Please collect and copy out every line of the material below that contains the string "flower". Treat uppercase and lowercase as different.

**Given information**
---+---

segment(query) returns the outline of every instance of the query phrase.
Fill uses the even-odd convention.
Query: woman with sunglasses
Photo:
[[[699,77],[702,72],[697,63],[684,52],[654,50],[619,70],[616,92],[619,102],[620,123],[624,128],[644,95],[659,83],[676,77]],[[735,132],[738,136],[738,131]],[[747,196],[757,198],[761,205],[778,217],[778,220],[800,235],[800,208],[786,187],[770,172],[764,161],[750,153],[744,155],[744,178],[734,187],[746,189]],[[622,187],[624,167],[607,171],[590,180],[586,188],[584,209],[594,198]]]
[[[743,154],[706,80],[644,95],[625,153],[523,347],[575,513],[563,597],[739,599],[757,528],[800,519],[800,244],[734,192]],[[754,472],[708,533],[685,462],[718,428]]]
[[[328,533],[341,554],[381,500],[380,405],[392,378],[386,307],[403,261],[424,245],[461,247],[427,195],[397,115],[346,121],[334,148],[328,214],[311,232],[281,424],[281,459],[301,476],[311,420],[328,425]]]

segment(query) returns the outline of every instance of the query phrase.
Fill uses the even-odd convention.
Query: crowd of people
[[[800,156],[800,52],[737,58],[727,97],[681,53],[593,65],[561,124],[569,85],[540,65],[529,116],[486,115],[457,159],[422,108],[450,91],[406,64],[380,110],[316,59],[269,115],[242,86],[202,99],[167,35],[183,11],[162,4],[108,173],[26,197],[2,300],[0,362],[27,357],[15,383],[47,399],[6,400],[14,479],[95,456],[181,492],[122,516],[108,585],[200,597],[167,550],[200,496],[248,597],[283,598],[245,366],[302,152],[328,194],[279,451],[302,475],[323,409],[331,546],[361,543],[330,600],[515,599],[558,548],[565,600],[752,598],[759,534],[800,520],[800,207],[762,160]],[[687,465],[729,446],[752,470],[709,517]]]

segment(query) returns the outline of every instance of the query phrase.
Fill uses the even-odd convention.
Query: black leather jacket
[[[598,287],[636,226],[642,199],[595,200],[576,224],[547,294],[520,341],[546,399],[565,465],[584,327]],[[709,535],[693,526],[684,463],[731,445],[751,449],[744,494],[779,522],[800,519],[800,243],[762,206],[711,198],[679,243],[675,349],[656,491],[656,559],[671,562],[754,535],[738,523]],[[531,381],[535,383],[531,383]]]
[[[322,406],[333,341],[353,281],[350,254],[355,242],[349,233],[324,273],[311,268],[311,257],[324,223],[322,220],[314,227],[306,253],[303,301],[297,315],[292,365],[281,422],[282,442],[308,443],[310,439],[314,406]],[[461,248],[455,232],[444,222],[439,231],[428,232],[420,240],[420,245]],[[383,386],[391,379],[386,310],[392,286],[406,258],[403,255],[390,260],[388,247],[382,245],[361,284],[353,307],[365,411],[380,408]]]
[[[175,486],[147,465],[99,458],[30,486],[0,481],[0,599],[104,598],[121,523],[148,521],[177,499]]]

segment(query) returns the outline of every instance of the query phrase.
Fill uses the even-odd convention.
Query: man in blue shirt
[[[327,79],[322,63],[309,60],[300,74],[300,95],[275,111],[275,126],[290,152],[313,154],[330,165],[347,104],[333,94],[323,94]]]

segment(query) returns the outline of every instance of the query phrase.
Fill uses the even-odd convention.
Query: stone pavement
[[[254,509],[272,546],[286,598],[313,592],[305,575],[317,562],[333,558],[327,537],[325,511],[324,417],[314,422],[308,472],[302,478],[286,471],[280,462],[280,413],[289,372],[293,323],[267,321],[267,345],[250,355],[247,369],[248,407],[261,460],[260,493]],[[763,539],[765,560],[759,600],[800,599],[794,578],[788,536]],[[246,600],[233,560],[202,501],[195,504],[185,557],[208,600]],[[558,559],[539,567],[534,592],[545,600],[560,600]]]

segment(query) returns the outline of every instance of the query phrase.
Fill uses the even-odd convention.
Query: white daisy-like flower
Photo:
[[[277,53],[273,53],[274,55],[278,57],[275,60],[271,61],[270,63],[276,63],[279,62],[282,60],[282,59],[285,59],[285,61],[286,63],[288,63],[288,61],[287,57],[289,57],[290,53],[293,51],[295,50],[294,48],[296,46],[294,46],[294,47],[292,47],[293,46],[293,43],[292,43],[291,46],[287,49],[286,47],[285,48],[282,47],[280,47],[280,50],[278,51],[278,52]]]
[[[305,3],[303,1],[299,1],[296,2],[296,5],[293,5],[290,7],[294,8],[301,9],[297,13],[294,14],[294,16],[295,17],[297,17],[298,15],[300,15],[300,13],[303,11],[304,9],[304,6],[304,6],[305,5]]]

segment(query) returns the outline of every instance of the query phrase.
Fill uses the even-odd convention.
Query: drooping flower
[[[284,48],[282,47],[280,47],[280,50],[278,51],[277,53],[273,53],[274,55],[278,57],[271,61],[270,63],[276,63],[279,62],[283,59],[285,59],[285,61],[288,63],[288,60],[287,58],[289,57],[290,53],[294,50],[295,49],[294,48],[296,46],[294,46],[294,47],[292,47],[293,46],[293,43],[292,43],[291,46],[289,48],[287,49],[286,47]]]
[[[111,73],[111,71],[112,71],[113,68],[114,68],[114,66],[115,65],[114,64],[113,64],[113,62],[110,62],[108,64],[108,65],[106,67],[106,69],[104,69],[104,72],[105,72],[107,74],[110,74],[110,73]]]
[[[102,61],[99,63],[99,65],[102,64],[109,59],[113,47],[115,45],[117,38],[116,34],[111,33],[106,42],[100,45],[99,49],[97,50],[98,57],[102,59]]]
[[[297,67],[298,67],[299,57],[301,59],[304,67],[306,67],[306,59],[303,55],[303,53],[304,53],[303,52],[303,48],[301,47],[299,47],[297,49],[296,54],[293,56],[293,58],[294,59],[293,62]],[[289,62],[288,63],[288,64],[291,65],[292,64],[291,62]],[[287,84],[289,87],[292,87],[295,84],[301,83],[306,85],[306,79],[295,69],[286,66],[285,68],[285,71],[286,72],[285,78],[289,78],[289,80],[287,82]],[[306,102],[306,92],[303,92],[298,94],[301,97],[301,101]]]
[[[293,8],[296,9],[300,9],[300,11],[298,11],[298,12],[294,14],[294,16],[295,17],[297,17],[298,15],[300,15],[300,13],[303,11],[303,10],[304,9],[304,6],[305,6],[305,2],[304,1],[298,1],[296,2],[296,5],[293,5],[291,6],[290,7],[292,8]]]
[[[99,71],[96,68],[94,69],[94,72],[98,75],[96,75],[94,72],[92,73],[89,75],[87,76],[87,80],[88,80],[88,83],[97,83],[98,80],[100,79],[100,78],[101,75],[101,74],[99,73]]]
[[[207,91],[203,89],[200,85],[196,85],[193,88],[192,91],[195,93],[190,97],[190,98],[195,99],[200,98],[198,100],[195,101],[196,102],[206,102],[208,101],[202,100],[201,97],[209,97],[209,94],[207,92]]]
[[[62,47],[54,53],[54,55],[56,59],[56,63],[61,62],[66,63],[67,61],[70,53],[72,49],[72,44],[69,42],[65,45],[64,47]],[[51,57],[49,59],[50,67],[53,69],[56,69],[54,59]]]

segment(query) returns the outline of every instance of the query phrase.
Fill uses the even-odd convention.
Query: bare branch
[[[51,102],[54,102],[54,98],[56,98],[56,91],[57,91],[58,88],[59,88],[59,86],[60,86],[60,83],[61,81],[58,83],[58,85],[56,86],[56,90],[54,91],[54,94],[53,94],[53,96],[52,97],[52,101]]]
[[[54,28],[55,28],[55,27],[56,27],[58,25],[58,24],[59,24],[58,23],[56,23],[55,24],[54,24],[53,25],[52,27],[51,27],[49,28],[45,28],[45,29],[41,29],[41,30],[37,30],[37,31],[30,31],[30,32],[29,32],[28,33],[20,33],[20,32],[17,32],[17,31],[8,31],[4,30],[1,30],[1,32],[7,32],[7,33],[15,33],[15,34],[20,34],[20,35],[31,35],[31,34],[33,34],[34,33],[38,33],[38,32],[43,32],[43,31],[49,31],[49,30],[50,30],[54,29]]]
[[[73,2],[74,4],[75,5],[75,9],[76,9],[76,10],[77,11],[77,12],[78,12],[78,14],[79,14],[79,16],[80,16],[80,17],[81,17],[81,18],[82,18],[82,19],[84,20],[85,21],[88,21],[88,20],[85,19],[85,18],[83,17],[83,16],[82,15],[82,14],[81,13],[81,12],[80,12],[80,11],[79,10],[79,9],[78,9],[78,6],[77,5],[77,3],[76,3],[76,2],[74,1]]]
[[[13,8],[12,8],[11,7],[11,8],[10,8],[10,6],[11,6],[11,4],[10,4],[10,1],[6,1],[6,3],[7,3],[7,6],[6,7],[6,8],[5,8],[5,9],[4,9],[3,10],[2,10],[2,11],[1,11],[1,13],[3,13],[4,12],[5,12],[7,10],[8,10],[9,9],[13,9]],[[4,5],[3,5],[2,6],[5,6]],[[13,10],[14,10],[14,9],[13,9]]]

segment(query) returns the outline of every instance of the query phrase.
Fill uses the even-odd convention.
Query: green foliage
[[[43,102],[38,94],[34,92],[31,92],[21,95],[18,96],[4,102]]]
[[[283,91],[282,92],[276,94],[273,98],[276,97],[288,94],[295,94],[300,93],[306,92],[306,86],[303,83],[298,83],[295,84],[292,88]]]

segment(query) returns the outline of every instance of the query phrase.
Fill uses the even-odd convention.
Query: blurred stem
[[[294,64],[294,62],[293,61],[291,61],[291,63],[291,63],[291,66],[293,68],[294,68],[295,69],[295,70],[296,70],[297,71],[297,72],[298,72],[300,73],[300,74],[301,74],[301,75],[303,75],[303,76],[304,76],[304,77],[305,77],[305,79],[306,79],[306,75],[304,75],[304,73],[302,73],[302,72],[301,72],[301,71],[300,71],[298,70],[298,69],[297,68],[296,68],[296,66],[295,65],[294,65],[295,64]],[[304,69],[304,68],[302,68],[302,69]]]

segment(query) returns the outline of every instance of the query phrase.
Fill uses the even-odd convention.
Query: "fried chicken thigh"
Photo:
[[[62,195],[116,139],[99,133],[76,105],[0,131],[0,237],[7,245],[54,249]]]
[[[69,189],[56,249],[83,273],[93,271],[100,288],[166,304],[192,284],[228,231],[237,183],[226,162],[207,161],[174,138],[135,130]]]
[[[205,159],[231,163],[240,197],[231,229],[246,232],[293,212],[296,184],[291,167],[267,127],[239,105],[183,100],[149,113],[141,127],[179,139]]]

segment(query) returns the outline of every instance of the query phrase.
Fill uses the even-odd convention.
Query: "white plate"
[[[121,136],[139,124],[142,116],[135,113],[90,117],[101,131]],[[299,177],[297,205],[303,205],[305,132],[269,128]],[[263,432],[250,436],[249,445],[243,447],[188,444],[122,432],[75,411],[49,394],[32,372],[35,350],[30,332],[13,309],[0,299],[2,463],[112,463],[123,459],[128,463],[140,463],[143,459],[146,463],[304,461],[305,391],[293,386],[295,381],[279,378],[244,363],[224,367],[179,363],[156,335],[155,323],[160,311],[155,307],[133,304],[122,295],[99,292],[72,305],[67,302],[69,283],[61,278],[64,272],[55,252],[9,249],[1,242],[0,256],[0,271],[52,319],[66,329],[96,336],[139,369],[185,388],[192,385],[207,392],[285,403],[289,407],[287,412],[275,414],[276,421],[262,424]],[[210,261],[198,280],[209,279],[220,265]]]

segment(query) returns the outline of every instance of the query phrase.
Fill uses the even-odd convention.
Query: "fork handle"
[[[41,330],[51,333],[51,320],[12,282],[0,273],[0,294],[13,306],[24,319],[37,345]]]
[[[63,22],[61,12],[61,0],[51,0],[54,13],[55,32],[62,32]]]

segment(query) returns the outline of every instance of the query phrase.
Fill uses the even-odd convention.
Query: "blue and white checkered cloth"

---+---

**Completed exercise**
Query: white daisy-like flower
Query: drooping flower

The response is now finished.